ИСХОДНЫЙ ТЕКСТ:

= = = = =

Глава 26. ВАРПАТХ
Остров Тасмания лежит в 150 милях от южного побережья материковой Австралии, в одном из самых отдаленных мест на Земле. В местечке под названием Уэстбери, расположенном в северной части острова, поля длинностебельных опийных маков трепещут на ветру вокруг Тасманского предприятия по производству алкалоидов. Цветы в основном розовые, изредка встречаются сиреневые или белые. Но это не обычные маки. Это особый сорт супермака, который был генетически модифицирован для производства большей доли тебаина, алкалоида, являющегося ключевым химическим предшественником оксикодона. На заводе в Уэстбери мак собирают, затем перерабатывают в концентрированный экстракт, который отправляют в США, где наркотическое сырье перерабатывают в оксикодон и другие опиоиды.
Это житница опиоидного бума. Несмотря на то что Тасмания по площади равна Западной Вирджинии, здесь выращивается 85 процентов всего тебаина в мире. В 1990-х годах, когда компания Purdue Pharma разрабатывала препарат OxyContin, компания, принадлежащая фармацевтическому гиганту Johnson & Johnson, вывела новый сорт опийного мака. Компания Johnson & Johnson, как и Purdue, начинала свою деятельность как семейный бизнес. Люди обычно ассоциируют этот бренд с такими полезными товарами, как пластыри и детский шампунь. Но компания также сыграла важнейшую роль в опиоидном кризисе. После запуска препарата OxyContin тасманское подразделение Johnson & Johnson, которому принадлежал завод, увеличило объемы производства. В соглашении от 1998 года компания обязалась поставлять "все мировые потребности" Purdue в наркотическом сырье для производства OxyContin.

= = = = =

ИСХОДНЫЕ ДАННЫЕ:
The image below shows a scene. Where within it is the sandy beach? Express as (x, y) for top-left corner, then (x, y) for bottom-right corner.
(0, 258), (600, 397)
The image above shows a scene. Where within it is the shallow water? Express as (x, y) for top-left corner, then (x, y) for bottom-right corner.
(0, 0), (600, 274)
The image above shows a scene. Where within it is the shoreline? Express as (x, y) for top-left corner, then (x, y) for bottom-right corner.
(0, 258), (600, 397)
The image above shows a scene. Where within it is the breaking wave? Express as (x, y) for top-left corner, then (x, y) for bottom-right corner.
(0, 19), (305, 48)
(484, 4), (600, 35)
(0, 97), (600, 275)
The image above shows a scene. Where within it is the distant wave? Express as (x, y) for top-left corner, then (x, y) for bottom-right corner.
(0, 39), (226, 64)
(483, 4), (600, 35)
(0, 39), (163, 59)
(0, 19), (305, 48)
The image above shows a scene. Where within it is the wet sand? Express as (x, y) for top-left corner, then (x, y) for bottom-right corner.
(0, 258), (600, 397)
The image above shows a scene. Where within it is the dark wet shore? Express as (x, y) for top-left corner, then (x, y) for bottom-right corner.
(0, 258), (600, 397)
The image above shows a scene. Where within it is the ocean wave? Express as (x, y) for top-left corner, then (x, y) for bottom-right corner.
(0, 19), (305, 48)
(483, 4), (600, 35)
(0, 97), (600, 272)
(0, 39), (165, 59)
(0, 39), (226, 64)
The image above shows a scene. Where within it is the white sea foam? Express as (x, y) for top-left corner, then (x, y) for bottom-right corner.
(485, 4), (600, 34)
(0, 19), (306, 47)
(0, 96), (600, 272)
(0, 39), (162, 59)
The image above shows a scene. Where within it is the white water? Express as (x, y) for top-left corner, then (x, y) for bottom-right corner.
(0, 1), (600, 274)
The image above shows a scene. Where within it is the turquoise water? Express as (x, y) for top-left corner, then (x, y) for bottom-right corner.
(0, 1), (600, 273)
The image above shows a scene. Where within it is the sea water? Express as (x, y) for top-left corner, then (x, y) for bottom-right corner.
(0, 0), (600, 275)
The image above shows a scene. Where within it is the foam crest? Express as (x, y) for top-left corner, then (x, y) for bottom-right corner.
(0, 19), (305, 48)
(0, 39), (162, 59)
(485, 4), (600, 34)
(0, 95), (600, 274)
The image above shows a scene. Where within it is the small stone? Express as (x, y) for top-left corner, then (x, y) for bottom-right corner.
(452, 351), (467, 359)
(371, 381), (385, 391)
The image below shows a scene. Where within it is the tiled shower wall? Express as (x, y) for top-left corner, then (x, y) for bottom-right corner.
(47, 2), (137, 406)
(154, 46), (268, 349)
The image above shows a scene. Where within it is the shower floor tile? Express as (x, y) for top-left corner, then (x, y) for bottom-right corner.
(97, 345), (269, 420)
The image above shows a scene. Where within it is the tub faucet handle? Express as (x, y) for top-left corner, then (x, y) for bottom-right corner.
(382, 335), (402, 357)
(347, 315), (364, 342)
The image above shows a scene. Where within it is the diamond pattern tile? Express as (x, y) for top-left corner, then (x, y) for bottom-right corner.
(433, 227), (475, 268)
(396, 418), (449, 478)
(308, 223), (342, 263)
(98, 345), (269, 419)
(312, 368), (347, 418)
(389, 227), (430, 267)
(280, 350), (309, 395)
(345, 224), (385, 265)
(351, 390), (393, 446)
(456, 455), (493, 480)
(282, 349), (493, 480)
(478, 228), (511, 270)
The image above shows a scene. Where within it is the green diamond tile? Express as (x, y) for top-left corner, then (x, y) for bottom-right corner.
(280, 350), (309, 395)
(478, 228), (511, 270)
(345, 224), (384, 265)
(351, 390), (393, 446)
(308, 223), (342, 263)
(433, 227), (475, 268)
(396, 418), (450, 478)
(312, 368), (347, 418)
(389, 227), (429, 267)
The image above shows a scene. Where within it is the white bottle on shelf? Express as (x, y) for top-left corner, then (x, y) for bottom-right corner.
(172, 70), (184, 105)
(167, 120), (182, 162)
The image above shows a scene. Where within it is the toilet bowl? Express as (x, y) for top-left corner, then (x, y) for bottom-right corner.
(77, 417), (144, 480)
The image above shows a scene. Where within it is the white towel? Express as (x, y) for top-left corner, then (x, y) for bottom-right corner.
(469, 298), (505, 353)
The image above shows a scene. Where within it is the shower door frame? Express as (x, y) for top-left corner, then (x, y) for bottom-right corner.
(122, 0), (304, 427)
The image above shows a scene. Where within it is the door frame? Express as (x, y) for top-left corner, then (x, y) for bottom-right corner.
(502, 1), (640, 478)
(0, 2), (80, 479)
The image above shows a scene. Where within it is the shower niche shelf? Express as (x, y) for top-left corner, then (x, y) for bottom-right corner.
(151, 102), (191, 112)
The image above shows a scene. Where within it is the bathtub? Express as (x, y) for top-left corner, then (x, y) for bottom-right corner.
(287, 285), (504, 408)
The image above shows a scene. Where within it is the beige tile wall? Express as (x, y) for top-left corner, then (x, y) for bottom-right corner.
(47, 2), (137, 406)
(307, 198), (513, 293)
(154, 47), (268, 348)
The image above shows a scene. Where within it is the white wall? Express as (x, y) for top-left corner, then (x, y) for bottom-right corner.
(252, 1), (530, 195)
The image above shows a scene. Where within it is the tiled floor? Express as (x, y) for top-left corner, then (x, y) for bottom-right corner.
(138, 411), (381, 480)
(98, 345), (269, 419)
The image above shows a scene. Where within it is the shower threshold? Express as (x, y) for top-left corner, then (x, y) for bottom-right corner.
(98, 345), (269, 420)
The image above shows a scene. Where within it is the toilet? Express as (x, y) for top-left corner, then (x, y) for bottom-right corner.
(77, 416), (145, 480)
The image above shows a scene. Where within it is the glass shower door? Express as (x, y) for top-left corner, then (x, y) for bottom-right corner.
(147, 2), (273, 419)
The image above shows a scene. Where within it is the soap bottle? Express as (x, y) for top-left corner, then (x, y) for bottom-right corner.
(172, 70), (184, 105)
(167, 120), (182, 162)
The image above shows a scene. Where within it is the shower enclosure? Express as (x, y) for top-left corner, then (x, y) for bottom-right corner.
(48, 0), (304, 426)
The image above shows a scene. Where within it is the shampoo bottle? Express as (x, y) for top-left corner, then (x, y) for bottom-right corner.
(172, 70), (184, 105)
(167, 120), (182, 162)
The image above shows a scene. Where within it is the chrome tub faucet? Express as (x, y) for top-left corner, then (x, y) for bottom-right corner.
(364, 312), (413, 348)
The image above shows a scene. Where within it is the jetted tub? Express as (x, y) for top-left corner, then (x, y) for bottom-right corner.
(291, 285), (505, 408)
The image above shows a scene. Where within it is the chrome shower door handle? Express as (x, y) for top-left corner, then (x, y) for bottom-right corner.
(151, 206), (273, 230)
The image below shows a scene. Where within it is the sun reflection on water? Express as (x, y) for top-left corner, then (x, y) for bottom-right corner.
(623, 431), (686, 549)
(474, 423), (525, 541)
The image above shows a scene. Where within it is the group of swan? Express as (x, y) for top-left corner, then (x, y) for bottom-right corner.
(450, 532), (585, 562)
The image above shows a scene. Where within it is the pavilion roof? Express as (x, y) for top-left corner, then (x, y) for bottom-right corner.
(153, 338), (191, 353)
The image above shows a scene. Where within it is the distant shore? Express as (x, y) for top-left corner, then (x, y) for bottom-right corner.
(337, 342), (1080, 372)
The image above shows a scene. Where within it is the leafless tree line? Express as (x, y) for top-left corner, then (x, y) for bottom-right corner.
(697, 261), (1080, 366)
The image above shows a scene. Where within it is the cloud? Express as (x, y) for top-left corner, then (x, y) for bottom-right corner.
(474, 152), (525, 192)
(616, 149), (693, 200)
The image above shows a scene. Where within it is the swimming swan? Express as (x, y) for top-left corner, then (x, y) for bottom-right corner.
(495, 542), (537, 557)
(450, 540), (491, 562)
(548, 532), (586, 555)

= = = = =

ЗАДАНИЕ 1:
Ответьте по тексту о тасманских маках:
(а) Какого цвета в основном цветы маков в Уэстбери?
(б) Какая доля всего тебаина в мире выращивается в Тасмании?
(в) В каком году было заключено соглашение о поставках наркотического сырья для OxyContin?
ЗАДАНИЕ 2: Продолжите текст о тасманских маках и опиоидном кризисе, начав сразу после его последнего предложения.

ОТВЕТ 1:
(а) В основном розовые.
(б) 85 процентов.
(в) В 1998 году.

ОТВЕТ 2:
Это оказалось довольно сложным делом. Когда спрос вырос, Тасманскому заводу алкалоидов пришлось убеждать местных фермеров, которые раньше выращивали другие культуры, например цветную капусту или морковь, перейти на мак. Они делали это примерно так же, как компания Purdue пыталась стимулировать своих торговых представителей, создавая программы поощрения и предоставляя оплачиваемые отпуска и роскошные автомобили. Странная экономика макового ажиотажа была такова, что измученный непогодой тасманский фермер мог провести долгий рабочий день, обрабатывая поля на тракторе под палящим солнцем, а затем забраться в свой навороченный Mercedes с климат-контролем, чтобы доехать до дома. На пике бума, в 2013 году, под эту культуру в Тасмании было отведено семьдесят четыре тысячи акров. Мак стал настолько прибыльным, пошутил один из бухгалтеров компании, что можно было повысить ставки на стимулы и "дать им 747", и если это заставит фермеров выращивать больше опийного мака, то это будет стоить того.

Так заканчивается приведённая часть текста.